#### WHAT TO DO:
Count the lines below that contain the string "frame", and reply with the number alone.

··· STORED DATA

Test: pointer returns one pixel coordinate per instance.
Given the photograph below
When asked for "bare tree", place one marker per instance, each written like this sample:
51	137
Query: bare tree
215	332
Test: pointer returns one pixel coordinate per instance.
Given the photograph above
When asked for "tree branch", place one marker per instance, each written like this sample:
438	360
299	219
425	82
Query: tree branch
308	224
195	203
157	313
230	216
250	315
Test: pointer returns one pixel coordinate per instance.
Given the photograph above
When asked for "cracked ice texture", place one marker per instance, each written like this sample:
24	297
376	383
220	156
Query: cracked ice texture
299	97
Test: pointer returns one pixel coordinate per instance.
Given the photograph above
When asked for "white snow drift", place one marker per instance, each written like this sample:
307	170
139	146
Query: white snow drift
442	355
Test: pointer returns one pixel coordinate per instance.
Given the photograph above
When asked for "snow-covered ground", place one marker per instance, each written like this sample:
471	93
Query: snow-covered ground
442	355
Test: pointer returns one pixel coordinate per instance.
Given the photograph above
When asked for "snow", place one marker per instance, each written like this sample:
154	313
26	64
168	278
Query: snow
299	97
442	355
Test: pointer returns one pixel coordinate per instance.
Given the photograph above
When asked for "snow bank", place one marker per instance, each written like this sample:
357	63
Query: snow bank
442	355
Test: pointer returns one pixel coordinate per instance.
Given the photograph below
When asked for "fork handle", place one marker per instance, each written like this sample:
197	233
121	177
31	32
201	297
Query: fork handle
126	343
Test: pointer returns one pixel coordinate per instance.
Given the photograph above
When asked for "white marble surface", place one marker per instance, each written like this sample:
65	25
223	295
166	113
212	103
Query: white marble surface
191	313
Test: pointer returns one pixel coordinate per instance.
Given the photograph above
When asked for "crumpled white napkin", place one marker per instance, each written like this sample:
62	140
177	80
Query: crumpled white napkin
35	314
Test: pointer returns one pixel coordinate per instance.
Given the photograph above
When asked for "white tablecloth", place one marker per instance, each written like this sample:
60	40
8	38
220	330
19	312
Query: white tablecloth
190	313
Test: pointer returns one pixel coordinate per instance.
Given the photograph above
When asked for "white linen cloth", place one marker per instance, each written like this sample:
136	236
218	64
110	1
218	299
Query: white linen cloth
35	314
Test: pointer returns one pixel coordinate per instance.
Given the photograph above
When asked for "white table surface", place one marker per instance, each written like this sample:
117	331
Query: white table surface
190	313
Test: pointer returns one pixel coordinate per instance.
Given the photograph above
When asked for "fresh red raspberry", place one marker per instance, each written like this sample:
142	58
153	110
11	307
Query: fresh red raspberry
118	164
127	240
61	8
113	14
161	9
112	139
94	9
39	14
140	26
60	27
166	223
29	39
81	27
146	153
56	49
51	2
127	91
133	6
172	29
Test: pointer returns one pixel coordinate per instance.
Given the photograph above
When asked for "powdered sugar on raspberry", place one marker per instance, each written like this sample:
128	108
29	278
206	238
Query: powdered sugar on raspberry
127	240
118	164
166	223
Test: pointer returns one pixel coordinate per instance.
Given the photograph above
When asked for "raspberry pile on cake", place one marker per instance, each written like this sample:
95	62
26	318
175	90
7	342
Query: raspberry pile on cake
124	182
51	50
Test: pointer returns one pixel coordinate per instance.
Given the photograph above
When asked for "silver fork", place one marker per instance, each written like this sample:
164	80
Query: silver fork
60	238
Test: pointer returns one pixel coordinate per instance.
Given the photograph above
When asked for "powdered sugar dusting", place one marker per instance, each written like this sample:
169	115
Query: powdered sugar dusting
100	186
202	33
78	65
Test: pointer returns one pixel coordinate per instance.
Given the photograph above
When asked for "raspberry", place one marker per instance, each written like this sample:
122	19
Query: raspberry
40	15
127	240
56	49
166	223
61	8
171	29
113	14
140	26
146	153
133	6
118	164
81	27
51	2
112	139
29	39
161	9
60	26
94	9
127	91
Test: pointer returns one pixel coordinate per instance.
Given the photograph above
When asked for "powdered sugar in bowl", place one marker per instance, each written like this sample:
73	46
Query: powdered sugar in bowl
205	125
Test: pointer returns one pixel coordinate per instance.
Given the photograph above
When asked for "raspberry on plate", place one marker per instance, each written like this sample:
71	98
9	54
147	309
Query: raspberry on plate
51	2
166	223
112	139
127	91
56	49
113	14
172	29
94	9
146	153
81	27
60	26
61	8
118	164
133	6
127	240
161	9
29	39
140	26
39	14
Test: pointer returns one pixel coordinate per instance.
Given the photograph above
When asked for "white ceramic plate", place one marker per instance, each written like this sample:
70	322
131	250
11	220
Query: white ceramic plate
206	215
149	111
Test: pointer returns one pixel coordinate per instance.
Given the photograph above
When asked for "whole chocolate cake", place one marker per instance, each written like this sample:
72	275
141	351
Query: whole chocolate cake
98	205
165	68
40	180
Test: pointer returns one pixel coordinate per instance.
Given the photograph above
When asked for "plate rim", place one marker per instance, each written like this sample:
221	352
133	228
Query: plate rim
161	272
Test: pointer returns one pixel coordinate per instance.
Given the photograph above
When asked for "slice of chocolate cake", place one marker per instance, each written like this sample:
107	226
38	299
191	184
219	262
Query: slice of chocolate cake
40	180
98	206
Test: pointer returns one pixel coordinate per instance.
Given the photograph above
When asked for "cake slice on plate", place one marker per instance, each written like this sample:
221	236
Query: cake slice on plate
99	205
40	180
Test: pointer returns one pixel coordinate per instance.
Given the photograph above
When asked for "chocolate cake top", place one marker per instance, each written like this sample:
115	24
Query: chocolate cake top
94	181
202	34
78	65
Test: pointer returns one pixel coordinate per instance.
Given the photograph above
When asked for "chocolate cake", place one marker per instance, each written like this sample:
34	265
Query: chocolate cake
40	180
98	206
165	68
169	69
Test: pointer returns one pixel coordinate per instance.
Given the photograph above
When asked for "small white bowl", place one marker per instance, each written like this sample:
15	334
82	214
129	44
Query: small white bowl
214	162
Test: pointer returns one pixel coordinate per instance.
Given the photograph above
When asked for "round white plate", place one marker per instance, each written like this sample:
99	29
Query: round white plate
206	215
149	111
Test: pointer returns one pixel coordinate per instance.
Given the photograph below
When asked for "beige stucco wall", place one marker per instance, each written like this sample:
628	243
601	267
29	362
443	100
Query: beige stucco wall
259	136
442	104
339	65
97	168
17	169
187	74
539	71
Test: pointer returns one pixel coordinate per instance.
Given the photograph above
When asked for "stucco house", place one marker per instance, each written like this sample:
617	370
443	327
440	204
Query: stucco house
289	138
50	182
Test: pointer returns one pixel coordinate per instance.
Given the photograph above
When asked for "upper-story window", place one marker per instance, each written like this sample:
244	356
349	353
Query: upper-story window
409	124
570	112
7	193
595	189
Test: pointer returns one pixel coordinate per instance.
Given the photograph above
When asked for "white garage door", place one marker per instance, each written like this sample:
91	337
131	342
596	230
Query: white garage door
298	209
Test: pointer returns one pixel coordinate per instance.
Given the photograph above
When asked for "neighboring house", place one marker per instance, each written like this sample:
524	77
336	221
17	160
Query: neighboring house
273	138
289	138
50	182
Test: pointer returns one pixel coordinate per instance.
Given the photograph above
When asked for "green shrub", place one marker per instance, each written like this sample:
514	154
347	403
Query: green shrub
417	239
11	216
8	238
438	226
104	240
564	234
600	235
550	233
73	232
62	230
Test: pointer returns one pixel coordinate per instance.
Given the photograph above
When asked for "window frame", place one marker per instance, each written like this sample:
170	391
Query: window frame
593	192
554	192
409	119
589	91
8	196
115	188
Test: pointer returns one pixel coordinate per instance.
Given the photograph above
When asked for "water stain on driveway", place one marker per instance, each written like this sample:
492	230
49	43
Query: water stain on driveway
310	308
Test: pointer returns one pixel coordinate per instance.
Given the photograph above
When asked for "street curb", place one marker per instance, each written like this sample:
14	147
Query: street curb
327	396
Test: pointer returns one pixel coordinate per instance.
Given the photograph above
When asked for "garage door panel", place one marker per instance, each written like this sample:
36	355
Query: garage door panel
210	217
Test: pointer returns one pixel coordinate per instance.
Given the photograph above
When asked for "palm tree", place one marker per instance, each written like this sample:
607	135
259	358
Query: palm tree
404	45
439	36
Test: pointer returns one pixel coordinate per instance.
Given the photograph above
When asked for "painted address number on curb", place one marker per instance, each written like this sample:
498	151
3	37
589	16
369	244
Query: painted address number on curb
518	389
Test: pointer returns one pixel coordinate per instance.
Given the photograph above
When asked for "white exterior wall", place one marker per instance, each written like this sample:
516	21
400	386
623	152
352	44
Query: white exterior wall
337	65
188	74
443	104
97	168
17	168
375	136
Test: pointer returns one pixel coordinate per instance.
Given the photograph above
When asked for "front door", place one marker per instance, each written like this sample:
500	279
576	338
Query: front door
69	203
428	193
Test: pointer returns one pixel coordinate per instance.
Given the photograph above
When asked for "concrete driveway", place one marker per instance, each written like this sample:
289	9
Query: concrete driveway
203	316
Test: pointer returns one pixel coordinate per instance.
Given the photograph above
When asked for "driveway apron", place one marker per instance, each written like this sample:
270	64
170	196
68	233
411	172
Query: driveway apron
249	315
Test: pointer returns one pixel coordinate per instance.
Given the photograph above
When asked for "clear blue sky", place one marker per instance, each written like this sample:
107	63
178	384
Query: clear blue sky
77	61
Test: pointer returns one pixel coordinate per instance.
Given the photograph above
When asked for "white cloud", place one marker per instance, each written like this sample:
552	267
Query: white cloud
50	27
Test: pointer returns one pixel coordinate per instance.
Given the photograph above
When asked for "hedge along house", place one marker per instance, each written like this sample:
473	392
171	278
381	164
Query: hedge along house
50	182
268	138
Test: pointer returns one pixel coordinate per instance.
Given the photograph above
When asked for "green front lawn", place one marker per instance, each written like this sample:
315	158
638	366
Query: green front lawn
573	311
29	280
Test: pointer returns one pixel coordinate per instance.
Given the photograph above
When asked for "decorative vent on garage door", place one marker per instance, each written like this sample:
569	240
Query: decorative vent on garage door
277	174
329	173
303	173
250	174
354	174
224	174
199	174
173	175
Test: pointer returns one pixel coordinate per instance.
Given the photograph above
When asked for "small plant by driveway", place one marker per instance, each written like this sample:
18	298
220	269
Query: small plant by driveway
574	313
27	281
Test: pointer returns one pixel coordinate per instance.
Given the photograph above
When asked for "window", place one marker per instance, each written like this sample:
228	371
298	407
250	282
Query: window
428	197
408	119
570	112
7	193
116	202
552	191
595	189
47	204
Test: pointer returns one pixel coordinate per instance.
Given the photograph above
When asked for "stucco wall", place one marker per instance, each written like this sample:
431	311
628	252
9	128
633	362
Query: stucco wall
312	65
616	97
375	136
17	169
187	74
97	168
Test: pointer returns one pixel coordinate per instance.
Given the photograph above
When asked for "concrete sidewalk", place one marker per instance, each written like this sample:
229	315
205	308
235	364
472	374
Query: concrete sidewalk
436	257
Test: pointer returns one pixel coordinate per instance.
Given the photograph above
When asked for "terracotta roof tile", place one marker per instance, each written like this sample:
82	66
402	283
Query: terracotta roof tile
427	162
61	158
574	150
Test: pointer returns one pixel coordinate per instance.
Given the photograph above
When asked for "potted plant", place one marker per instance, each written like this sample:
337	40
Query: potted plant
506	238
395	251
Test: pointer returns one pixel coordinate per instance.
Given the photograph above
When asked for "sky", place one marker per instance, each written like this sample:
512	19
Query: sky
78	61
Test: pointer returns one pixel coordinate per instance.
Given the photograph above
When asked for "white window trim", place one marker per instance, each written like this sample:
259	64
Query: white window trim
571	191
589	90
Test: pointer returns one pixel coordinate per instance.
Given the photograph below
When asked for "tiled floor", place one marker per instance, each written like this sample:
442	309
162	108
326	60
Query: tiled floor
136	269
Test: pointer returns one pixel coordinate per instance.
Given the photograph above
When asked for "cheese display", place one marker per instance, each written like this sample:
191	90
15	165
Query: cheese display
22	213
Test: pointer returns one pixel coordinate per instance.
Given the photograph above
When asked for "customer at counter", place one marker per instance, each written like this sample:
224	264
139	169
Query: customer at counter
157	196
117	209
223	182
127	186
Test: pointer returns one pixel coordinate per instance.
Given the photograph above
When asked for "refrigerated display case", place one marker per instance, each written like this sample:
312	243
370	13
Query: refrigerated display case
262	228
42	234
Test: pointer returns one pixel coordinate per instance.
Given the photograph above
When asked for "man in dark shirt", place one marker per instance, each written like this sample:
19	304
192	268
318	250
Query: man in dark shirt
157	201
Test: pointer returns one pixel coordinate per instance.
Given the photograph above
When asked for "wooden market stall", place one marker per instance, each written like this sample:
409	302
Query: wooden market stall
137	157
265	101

······

#### RESPONSE BELOW:
2